---- Input
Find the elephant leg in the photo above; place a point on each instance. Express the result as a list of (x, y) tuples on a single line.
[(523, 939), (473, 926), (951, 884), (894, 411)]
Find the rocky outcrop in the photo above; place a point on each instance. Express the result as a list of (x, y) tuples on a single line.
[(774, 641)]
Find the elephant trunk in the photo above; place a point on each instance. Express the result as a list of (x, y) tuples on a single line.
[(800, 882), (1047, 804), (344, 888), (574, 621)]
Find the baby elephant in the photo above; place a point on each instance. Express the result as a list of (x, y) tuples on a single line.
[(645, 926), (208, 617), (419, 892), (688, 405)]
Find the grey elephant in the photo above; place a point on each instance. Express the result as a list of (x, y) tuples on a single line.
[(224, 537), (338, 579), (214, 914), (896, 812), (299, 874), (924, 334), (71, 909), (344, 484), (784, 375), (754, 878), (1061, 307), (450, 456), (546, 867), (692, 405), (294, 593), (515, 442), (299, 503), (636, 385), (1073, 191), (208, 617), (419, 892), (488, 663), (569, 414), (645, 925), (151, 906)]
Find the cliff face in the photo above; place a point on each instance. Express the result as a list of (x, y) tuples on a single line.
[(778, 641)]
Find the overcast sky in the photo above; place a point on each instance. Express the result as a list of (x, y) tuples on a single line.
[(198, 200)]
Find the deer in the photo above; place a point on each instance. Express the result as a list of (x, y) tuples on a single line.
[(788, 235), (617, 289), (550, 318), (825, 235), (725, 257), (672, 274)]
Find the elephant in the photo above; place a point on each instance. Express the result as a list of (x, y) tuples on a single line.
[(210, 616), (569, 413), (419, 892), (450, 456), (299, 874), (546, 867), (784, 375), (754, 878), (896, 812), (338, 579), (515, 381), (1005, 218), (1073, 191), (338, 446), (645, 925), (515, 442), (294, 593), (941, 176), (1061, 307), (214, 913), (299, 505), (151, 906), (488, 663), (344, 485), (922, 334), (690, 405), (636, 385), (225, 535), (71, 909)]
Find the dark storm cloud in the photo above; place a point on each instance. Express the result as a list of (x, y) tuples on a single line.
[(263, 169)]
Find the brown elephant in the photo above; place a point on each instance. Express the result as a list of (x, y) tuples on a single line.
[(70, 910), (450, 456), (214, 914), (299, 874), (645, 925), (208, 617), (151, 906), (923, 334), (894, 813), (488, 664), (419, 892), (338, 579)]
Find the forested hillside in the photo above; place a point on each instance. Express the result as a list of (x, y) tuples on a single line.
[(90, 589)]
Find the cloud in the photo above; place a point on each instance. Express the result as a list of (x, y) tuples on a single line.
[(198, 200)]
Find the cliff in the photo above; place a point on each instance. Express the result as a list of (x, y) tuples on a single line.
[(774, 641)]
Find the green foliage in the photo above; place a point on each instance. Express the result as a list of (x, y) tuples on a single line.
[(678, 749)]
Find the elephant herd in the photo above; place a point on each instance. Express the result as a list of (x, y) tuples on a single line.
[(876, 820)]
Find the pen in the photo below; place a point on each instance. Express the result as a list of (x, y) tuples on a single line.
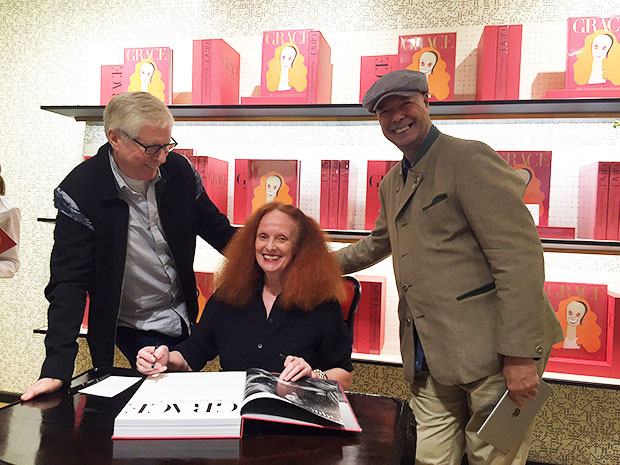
--------
Exercise =>
Transcribe the records above exactly, leaving out every picture.

Solution =>
Find the elephant leg in the photo above; place a point on each instance. Express the result as a list of (x, y) tuples on a single line.
[(523, 939), (473, 926), (951, 884), (894, 411)]
Find the rocky outcrop in the photo above; place a point on each instance. Express the result as a list of (x, y) tuples on a single line.
[(774, 641)]
Find the elephant trunk in the photo above; place a point on each instance. Express the result as a list of (x, y) tuples on a single line.
[(800, 882), (1047, 804), (344, 888), (574, 621)]
Find the baby elephant in the photo above; place a point on each instance. Express the result as a list of (x, y) tuples on a single line.
[(645, 926), (208, 617), (419, 892), (688, 405)]
Find the grey elephant in the photo above; place a point on each instance. Express the result as a list of (x, y) tuples on a single line.
[(224, 537), (338, 579), (214, 914), (896, 812), (299, 874), (924, 334), (71, 909), (344, 484), (784, 375), (754, 878), (1061, 307), (450, 456), (546, 867), (692, 405), (294, 593), (515, 442), (299, 503), (636, 385), (1073, 191), (208, 617), (419, 892), (488, 663), (569, 414), (645, 925), (151, 906)]
Find the cliff face in the photo above; place a point on each instance. Express the result as a list of (x, y) tuples on a single line.
[(778, 641)]
Find the overcast sky in the photo above; place a point on each instance. Express the result as a list of (x, y) tuples on a single line.
[(198, 200)]
Find the deer in the photo above; place a point on each instance. Express the result as a list of (x, y) tuples on a single line.
[(788, 235), (617, 289), (550, 318), (825, 235), (725, 257), (672, 274)]
Find the elephant in the photo above; place a point on each instance. Express the result as a list of (x, y) tuples on a single line.
[(210, 616), (569, 413), (419, 892), (450, 456), (299, 874), (546, 867), (784, 375), (754, 878), (896, 812), (338, 579), (515, 381), (1005, 218), (1073, 191), (338, 446), (645, 925), (515, 442), (294, 593), (941, 176), (1061, 307), (214, 913), (299, 505), (151, 906), (488, 663), (344, 485), (922, 334), (690, 405), (636, 385), (225, 535), (71, 909)]
Find the dark storm cloud in the photo above; place a point on each instance. Express the result as a list of (x, y) tuples on a single line.
[(263, 169)]
Find the brown elephant in the photo above; place a point on each instance. Express the result as a list of (x, y) tuples on a single line.
[(70, 910), (450, 456), (214, 914), (299, 874), (645, 925), (208, 617), (151, 906), (923, 334), (894, 813), (488, 664), (419, 892), (338, 579)]
Find the forested hillside in the photo above; place a point on each instance. Express the result as a list of (x, y) tuples on a single line.
[(90, 589)]
Find the cloud in the photo above; place a point on each instance. Express the result as a list of (x, y) tuples on a single line.
[(198, 200)]
Find the cliff in the photo above; place a point on each instance. Express the result as a list of (x, y) tuples on a single line.
[(774, 641)]
Find the green foliage in the photo above; place a point on each instance. Express the result as a list of (x, y) tuples on a single line.
[(678, 749)]
Find the elephant herd in the photo above; place a point on each instance. Express the result as a list of (x, y) tuples on a single line.
[(876, 820)]
Find the pen in the photo below; place a point on each instance. Express the result as a list of (x, y) tuples on a single line.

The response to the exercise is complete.